▸ MATERIAL FOR THE TASK
──────────
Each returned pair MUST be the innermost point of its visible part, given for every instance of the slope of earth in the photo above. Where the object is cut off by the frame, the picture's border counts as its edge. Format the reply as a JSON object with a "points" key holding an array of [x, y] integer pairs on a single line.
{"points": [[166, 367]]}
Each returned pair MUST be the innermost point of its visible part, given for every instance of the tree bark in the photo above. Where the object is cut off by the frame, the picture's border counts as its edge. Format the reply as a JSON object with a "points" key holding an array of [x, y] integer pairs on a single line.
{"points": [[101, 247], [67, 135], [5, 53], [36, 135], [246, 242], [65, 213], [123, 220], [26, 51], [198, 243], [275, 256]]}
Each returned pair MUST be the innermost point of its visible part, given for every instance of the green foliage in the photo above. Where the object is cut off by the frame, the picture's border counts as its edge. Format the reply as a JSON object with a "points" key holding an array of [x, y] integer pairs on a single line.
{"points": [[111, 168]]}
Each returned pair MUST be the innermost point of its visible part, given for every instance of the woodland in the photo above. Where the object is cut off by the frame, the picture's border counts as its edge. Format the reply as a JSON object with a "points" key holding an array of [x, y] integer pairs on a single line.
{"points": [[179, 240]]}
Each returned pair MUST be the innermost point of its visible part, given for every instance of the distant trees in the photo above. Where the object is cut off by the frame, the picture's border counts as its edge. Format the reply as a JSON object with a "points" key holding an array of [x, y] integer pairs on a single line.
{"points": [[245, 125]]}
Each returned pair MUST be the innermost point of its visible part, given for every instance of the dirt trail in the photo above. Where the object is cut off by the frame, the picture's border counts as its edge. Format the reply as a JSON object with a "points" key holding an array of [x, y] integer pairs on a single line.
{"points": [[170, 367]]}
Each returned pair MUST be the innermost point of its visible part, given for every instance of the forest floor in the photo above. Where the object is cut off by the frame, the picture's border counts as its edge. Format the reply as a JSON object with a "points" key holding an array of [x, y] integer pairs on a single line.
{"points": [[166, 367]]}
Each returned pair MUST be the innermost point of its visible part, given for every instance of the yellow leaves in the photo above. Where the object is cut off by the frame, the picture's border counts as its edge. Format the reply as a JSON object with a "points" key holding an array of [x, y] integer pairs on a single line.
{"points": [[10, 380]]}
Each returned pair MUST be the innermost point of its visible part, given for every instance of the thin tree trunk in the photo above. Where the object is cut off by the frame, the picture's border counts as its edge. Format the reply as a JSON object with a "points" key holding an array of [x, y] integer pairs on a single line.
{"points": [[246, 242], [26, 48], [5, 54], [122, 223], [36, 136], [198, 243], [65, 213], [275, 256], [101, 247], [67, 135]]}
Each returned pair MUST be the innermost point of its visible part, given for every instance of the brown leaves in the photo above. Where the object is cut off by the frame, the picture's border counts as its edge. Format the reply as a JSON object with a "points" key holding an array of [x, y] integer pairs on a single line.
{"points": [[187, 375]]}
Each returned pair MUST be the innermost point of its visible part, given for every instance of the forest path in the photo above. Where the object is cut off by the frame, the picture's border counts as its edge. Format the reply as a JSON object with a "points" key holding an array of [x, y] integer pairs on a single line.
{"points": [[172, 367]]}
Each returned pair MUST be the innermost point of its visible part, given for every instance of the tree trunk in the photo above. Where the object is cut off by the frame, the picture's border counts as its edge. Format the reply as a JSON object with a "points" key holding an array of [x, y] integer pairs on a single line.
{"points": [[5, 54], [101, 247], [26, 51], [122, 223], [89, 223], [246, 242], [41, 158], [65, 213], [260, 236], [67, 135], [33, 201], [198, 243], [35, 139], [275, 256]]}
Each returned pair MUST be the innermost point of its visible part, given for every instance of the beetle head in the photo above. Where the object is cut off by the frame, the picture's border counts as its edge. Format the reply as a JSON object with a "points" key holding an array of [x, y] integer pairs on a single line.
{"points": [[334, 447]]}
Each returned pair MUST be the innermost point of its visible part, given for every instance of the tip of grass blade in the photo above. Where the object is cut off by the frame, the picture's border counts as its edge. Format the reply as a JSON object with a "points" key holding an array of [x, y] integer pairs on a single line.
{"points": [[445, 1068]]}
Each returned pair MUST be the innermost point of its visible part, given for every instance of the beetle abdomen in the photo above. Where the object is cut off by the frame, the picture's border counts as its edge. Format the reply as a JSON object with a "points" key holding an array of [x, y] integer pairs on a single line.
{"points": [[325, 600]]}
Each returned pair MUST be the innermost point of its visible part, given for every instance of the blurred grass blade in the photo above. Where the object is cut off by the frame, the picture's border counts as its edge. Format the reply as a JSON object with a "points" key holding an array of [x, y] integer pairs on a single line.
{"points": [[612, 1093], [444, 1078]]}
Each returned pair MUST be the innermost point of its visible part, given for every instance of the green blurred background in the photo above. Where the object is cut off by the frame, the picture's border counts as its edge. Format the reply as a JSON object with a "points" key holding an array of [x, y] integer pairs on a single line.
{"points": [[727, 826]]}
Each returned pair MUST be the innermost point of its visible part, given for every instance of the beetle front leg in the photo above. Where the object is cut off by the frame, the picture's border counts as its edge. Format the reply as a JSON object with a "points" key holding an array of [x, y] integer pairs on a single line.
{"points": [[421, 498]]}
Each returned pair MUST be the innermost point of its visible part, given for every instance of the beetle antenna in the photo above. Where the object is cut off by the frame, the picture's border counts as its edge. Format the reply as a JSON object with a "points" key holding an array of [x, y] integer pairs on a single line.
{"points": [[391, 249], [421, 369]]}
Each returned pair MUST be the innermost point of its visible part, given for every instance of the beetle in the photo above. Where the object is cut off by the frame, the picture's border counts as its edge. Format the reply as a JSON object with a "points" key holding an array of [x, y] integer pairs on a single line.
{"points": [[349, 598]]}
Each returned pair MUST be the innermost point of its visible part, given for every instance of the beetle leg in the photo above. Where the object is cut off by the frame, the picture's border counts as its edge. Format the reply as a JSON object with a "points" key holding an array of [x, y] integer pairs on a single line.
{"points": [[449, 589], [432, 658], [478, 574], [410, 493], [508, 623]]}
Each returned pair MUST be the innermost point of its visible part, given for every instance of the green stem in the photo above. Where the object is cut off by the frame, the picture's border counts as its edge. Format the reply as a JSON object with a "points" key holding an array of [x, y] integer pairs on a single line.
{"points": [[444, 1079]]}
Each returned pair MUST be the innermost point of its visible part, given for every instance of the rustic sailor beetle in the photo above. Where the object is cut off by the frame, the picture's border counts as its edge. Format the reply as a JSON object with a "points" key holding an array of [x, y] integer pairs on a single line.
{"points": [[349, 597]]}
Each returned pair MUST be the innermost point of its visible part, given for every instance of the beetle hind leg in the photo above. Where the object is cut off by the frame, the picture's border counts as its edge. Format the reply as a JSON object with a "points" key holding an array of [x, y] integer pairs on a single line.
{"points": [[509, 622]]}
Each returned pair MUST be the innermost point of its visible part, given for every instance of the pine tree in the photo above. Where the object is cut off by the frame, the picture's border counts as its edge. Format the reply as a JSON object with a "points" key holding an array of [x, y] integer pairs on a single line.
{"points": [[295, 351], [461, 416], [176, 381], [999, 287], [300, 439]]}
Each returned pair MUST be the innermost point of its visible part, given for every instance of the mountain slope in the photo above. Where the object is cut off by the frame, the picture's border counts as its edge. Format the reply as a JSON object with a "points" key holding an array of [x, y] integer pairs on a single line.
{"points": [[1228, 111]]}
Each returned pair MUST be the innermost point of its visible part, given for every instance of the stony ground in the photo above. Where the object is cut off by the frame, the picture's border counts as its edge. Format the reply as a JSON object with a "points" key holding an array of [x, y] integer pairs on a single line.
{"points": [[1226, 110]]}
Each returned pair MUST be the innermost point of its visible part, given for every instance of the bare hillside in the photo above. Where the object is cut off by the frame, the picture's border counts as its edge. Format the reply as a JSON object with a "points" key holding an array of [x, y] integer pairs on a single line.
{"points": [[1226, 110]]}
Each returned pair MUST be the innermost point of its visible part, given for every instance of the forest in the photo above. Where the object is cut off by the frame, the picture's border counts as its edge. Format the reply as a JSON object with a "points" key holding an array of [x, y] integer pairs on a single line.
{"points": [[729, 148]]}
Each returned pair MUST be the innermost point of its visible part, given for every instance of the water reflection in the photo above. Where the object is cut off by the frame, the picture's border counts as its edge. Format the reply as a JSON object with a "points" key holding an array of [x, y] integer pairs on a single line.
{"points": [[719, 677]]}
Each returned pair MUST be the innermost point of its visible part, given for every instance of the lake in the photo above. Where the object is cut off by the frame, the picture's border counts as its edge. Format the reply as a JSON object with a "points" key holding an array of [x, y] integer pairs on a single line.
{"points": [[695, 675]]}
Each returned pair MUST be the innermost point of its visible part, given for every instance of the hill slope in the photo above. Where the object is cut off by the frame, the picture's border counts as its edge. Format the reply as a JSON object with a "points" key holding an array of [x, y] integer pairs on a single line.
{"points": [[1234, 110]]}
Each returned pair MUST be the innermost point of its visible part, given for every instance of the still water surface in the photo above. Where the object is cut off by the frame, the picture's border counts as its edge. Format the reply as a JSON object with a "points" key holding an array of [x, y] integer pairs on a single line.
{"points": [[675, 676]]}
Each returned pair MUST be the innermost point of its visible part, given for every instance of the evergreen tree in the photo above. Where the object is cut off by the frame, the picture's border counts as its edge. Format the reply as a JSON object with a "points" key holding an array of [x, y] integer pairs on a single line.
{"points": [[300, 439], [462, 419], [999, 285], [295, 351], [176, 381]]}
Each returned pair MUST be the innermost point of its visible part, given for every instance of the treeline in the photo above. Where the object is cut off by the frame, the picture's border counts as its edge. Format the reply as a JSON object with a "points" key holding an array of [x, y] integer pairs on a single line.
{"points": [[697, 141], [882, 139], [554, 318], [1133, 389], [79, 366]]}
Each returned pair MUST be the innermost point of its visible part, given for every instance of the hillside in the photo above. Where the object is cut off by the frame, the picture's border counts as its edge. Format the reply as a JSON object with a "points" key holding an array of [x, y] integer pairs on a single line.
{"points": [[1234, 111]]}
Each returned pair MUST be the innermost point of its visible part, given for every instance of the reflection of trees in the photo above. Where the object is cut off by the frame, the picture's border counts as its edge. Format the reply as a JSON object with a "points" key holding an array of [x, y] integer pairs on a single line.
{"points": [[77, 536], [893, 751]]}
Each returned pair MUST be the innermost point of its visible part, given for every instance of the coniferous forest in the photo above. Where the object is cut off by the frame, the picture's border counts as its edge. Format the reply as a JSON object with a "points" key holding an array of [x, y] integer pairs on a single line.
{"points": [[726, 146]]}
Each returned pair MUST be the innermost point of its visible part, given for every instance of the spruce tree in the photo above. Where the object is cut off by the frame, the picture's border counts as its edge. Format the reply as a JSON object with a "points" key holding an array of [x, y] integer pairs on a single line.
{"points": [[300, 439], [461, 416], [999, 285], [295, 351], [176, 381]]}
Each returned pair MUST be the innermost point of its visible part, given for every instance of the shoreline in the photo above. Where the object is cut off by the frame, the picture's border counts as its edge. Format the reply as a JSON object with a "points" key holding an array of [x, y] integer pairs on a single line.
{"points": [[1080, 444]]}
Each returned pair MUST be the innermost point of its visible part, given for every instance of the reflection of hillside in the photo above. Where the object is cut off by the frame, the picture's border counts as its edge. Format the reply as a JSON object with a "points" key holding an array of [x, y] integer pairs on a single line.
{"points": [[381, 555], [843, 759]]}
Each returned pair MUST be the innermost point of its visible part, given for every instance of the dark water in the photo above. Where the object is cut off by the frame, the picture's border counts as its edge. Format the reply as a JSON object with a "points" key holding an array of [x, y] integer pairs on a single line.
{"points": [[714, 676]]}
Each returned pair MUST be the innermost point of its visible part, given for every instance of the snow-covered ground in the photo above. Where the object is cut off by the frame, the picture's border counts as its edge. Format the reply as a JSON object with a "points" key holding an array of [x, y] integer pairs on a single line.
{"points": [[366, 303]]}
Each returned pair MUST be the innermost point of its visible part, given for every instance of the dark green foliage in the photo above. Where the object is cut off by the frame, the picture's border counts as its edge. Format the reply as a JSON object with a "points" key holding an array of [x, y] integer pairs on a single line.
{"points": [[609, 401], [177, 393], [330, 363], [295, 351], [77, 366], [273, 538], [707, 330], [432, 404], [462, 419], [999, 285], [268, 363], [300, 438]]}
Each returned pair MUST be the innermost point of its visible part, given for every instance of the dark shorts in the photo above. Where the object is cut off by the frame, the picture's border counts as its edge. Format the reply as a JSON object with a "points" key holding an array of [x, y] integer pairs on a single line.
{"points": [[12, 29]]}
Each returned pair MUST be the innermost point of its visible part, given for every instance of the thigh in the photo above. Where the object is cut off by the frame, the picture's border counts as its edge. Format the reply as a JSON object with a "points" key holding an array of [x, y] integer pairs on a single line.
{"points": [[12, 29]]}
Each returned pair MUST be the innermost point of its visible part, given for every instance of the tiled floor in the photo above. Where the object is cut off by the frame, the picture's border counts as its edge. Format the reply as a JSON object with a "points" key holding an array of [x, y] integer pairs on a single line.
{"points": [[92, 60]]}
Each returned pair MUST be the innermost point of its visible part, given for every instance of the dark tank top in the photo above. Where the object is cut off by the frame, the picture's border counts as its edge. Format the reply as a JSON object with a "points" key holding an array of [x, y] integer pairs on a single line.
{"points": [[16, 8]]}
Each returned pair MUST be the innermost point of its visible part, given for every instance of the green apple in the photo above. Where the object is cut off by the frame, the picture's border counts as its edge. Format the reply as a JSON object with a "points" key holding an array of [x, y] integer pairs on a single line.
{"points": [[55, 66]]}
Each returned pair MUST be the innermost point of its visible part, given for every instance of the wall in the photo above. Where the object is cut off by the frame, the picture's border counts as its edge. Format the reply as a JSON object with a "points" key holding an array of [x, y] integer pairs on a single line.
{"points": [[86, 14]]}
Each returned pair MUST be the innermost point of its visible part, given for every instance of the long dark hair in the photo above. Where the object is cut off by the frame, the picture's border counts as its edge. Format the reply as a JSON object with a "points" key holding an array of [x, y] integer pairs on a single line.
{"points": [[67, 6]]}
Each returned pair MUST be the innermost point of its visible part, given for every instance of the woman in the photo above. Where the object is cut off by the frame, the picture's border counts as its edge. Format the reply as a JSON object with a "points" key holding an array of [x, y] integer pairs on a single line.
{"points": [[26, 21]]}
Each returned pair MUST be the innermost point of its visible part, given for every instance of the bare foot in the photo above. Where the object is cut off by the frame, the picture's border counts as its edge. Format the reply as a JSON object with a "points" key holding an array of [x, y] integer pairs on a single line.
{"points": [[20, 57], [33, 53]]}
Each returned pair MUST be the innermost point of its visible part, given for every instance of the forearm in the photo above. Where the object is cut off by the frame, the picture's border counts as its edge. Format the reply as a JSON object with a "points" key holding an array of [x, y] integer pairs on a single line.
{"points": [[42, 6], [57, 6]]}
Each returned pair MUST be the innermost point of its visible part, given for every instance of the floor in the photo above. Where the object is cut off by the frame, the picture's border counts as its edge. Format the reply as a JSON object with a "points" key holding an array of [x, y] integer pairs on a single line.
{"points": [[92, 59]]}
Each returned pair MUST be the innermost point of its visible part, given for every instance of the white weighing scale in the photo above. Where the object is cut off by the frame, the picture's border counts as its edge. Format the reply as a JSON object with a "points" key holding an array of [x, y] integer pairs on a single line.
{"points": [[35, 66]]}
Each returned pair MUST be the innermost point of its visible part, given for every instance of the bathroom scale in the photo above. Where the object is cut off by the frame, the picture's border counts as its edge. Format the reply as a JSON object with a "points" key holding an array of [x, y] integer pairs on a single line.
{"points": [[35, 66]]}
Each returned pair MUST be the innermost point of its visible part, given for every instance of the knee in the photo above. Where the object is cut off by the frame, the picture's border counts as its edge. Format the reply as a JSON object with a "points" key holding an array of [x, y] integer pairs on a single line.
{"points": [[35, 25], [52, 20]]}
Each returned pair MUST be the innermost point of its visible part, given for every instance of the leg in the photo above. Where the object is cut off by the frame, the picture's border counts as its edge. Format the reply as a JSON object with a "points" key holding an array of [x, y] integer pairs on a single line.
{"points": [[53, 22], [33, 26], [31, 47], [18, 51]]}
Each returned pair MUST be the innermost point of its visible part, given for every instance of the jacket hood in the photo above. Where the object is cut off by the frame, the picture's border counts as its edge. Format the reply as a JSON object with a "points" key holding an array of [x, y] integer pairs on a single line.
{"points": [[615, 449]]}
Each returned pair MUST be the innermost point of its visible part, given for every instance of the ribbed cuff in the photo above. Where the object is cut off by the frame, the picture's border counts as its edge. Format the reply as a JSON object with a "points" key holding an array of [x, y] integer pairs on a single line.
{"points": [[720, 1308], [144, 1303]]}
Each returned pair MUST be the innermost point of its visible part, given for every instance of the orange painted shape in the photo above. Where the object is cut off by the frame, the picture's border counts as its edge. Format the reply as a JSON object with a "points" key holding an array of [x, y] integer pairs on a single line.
──────────
▸ GIVEN PROBLEM
Return every line from the one holding "of the ribbed" through the end of the data, exactly as it appears, with both ends kept and nothing else.

▸ FULL OUTPUT
Each returned pair MUST be the innermost point of its visible part, given for every instance of the ribbed cuff in the photo above. Where the object is cut off by the frame, the picture's border counts as its edge. Format the reply as a JSON object with a "points" key holding an array of [x, y] integer pairs on a single line.
{"points": [[720, 1308], [144, 1303]]}
Each returned pair MUST be the innermost point of its visible part, given for every instance of the orange painted shape in the photo above. Where the object is cut off by the frame, the picture's border counts as its edge. Format the reply as a JSON object with a "points" key holding an array of [x, y] integer pairs on a single line.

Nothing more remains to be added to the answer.